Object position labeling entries
--------------------------------------------------

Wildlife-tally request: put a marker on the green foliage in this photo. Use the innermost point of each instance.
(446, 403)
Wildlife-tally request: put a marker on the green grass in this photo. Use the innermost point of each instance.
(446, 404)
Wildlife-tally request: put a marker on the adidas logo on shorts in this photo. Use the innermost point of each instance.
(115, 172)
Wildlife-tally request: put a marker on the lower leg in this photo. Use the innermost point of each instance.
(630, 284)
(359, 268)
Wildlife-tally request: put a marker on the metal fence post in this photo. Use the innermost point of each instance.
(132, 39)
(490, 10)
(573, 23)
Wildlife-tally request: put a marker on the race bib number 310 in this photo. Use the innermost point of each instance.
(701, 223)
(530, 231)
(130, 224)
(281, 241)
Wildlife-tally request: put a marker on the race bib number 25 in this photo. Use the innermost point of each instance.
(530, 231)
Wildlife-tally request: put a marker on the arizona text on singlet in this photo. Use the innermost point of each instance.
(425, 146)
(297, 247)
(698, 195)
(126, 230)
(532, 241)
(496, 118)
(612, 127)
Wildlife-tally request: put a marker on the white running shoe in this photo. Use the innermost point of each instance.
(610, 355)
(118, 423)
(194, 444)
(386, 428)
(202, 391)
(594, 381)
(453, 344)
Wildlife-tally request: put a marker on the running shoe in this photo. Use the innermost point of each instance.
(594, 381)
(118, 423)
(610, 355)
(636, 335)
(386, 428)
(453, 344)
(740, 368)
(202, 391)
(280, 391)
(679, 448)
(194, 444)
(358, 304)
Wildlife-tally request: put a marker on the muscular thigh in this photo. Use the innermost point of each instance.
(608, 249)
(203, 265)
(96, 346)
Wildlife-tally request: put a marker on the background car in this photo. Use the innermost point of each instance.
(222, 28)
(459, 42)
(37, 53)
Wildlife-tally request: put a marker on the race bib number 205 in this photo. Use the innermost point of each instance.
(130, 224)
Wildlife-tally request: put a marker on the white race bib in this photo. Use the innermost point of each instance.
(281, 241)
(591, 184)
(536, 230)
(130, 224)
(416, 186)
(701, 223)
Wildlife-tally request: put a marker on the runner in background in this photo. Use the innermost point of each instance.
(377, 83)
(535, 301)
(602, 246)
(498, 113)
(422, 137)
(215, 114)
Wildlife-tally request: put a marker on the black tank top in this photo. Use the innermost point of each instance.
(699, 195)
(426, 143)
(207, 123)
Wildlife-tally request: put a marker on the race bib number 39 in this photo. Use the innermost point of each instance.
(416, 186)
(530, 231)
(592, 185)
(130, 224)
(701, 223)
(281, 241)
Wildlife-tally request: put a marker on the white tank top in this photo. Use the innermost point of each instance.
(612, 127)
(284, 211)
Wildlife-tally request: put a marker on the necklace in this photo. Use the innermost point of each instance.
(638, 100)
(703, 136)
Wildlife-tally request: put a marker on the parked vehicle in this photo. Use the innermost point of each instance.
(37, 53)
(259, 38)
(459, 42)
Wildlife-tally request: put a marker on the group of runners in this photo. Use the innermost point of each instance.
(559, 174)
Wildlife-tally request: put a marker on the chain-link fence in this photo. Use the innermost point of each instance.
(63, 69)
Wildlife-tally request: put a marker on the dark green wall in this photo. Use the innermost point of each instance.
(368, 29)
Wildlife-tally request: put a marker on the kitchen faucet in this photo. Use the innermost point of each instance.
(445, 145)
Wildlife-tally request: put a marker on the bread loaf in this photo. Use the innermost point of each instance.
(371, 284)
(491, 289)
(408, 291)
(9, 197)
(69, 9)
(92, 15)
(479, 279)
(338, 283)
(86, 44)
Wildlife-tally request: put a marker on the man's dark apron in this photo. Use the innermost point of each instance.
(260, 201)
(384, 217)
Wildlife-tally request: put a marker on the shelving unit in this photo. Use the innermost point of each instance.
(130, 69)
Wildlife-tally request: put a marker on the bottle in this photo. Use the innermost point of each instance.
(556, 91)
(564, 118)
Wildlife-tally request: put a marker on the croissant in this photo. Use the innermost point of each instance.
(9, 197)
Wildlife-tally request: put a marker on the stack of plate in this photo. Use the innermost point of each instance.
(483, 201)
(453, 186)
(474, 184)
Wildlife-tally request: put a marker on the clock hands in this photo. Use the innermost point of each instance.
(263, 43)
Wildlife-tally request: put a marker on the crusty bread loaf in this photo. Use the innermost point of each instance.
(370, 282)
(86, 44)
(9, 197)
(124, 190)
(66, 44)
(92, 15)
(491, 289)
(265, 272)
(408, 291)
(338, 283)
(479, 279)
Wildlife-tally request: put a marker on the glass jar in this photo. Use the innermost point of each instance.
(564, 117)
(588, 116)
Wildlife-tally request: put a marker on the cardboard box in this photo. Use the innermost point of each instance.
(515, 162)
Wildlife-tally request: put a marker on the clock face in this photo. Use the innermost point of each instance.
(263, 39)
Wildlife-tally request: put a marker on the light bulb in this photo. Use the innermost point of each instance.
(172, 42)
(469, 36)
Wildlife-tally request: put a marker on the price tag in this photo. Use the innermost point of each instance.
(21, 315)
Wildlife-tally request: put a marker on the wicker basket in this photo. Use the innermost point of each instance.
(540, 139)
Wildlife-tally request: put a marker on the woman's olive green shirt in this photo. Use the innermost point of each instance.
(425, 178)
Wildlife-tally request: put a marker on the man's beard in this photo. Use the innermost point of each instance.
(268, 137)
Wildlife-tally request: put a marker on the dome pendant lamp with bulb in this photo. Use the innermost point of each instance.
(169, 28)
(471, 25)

--------------------------------------------------

- Objective -
Copy out, word for word, the stretch of items from the line containing "Wildlife-tally request: put a marker on the cardboard" through the last item.

- Solution to this task -
Wildlife-tally request: put a marker on the cardboard box in this photo. Use the innermost point of each instance.
(515, 162)
Wildlife-tally request: put a marker on the clock face in this photo. Use the innermost point of each instance.
(263, 39)
Wildlife-tally request: put a marker on the light bulb in this photo. Use the innermost point of each instance.
(172, 42)
(469, 36)
Wildlife-tally request: put a marker on the price tag in this photo. Use the innermost point of each instance.
(21, 315)
Wildlife-tally request: put a marker on the wicker basket in this photo. Use the innermost point of each instance.
(540, 139)
Wildlife-tally request: put a marker on the woman's olive green shirt in this photo. Use the innermost point of each instance.
(425, 178)
Wildlife-tally request: put a marker on the man's beard in this photo. Use the innermost point of each instance.
(268, 137)
Wildlife-tally request: put a marker on the dome pendant lamp with bulb in this photo. Use the innermost point of each instance.
(169, 28)
(471, 25)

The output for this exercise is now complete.